- [EXCERPTED PASSAGE]:

In Minnesota's individual market, health insurers can lose big money if they wind up with a disproportionate share of sick patients who rack up massive bills.
Of the roughly 336,000 Minnesotans who were covered by individual plans at some point during 2015, slightly less than 2 percent — or 5,300 people — generated roughly 40 percent of all medical bills, according to the state's trade group for insurers.
Each of those 5,300 people generated an average of about $121,000 in claims that year, the trade group says, and collectively their medical costs came in around $640 million.
The numbers show why health plans are asking state lawmakers for a "reinsurance" program that would provide financial protection should they happen to sign up some of those with big health care needs.
Health insurers always have a legislative wish list, but there's added urgency this year since the state's individual market nearly collapsed for 2017. Last week, the outlook grew even more gloomy when insurers reported the individual market is now about 30 percent smaller than it was last year.
"It is a way to stabilize what products and what choices are out there, because it helps us to share high medical bills," Jim Schowalter, chief executive of the Minnesota Council of Health Plans, said of the reinsurance idea. "We're going to need something to make sure that those expenses aren't focused on just 5 percent or fewer of Minnesotans buying insurance on their own."
The worries come in the state's individual market for health insurance, which is a small source of coverage considering how most Minnesotans pay for health care. The state typically has seen about 5 percent of its residents purchase individual policies; most residents are covered through employer groups and government programs like Medicare.
The individual health plans cover people who are self-employed and those who otherwise lack access to benefits. It's the market undergoing a transformation with the federal Affordable Care Act, which sought to lower the nation's uninsured rate in part by directing people to the individual market.

- [LISTED ENTRIES]:

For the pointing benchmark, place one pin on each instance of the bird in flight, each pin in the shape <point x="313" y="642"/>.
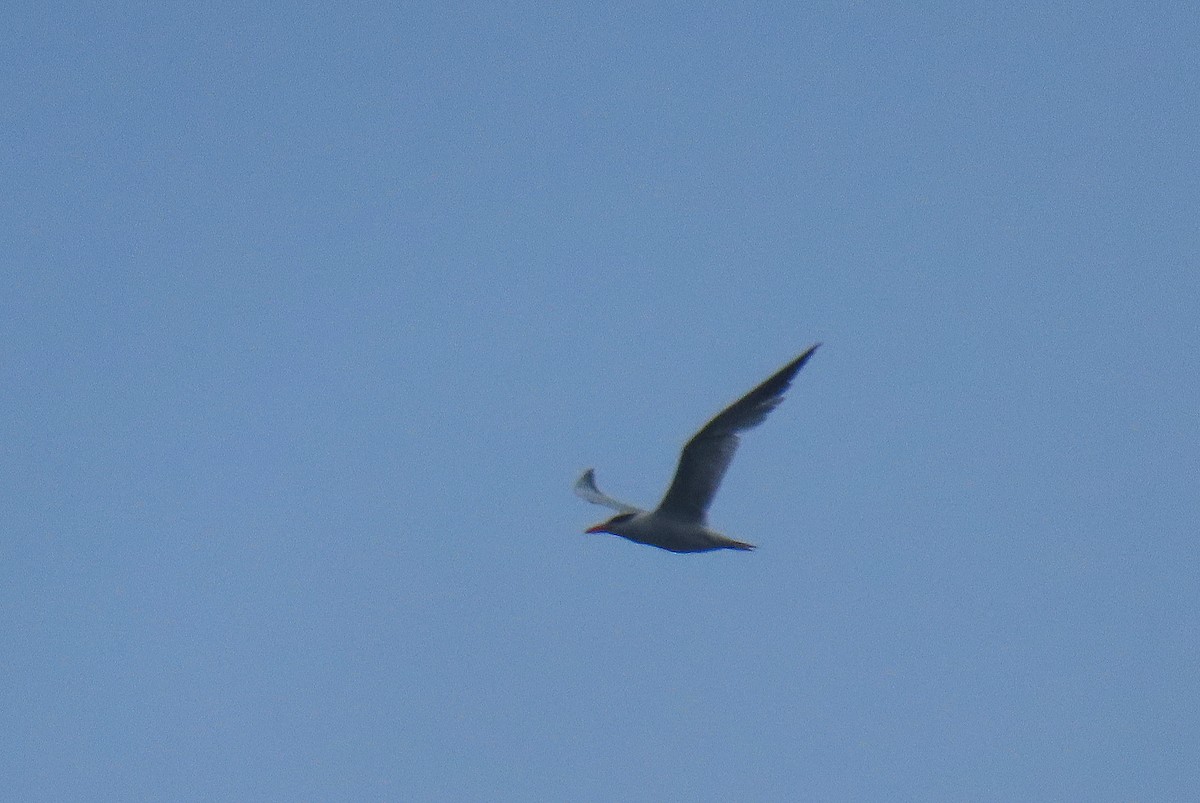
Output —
--
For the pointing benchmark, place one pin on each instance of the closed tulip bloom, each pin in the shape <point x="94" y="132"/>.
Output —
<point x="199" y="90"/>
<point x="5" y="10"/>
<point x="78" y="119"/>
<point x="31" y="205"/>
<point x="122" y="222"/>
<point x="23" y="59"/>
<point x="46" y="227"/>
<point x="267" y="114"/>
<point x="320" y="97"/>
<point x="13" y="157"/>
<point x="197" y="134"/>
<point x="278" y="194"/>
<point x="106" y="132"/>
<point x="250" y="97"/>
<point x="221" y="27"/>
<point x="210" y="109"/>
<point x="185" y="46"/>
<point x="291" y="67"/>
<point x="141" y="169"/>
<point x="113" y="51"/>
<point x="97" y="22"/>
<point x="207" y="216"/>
---
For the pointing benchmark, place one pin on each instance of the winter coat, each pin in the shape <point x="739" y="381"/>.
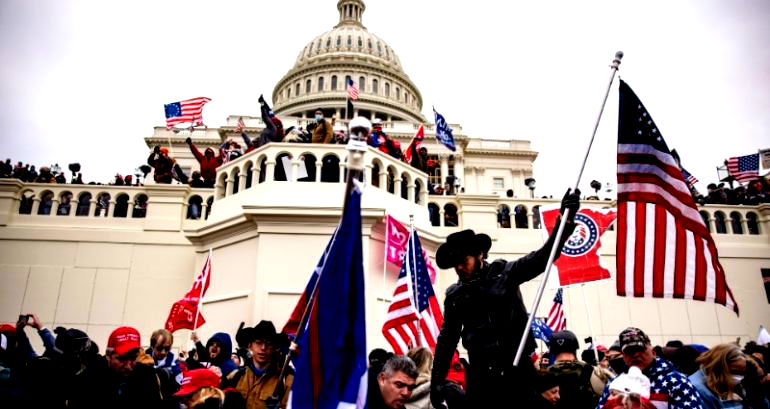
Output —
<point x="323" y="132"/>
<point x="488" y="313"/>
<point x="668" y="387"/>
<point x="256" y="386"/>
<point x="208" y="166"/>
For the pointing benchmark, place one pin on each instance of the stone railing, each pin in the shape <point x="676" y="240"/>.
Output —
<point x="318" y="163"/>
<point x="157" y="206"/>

- [INSTRUCTIONS TO FOLLOW]:
Quote verbatim the passage of the Minnesota health insurance article above between "Each of those" and "around $640 million.", inclusive.

- [REPLY]:
Each of those 5,300 people generated an average of about $121,000 in claims that year, the trade group says, and collectively their medical costs came in around $640 million.